┌──
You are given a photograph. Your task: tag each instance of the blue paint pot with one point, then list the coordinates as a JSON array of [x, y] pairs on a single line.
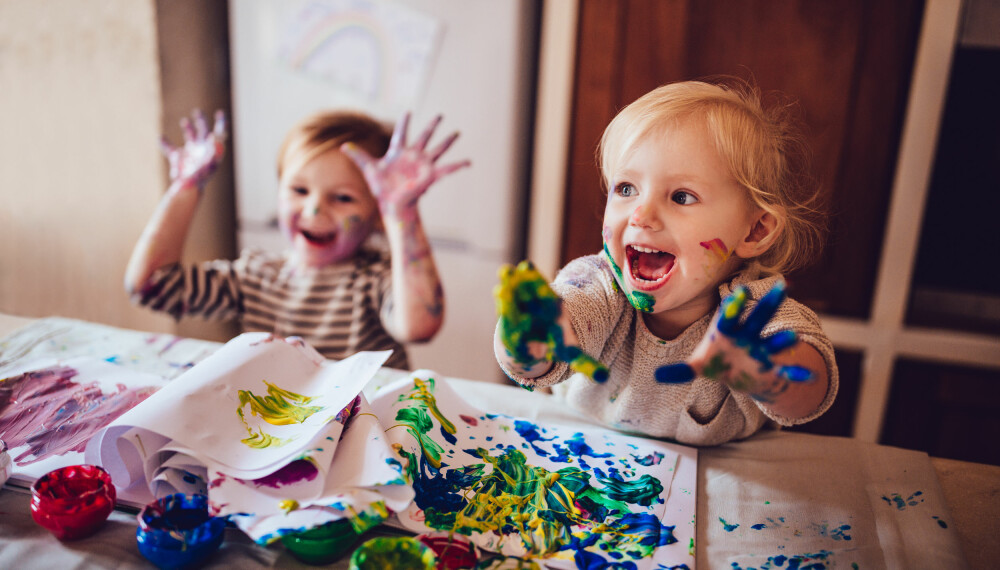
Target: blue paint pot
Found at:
[[177, 531]]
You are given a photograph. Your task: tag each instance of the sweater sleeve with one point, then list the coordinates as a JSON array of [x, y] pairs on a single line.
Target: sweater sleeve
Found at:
[[209, 289], [792, 315]]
└──
**TASK PROMPT**. Go through the lines above and tally those with the string "Target". The total is all that is needed.

**OUTPUT FOR THIS TASK**. 2